[Excerpts from a pointing dataset]
########################################

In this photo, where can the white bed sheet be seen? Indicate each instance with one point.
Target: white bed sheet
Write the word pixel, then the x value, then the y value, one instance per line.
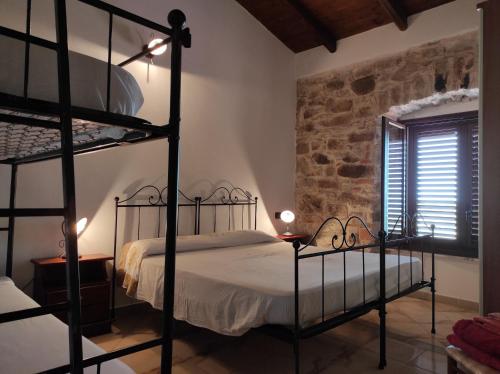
pixel 231 290
pixel 88 77
pixel 35 344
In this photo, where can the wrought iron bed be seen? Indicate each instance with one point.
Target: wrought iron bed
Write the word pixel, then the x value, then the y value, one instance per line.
pixel 343 241
pixel 152 198
pixel 30 113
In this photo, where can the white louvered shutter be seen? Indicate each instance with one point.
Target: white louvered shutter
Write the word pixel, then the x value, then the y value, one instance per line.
pixel 437 164
pixel 474 216
pixel 395 186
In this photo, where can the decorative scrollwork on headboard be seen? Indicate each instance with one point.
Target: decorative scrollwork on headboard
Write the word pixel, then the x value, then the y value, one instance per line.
pixel 347 239
pixel 153 199
pixel 225 195
pixel 150 196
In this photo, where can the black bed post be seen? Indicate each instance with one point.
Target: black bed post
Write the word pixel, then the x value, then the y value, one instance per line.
pixel 382 311
pixel 296 334
pixel 68 175
pixel 433 282
pixel 382 237
pixel 113 274
pixel 197 215
pixel 180 38
pixel 12 222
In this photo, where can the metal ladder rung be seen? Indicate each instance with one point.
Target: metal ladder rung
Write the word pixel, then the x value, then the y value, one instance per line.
pixel 32 212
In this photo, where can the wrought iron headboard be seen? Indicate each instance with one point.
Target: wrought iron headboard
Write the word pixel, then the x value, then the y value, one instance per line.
pixel 218 200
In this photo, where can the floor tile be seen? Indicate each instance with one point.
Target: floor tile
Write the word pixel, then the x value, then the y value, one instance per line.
pixel 350 348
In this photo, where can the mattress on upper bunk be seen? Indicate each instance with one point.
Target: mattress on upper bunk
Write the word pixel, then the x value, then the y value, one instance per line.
pixel 88 80
pixel 37 344
pixel 233 289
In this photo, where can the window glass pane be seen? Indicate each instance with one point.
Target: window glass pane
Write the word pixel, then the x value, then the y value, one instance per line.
pixel 437 183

########################################

◆ What to work on:
Arrange the listing as a numbered list, starting at its first line and ending at the line that contains "pixel 35 344", both included. Omit blank lines and leave out the pictures.

◆ Correct response:
1. In this photo, where can the white bed sheet be seen? Indicate each instance with one point.
2. Target: white bed sheet
3. Write the word pixel, then the x value, then the y value, one instance per line.
4. pixel 231 290
5. pixel 88 77
6. pixel 35 344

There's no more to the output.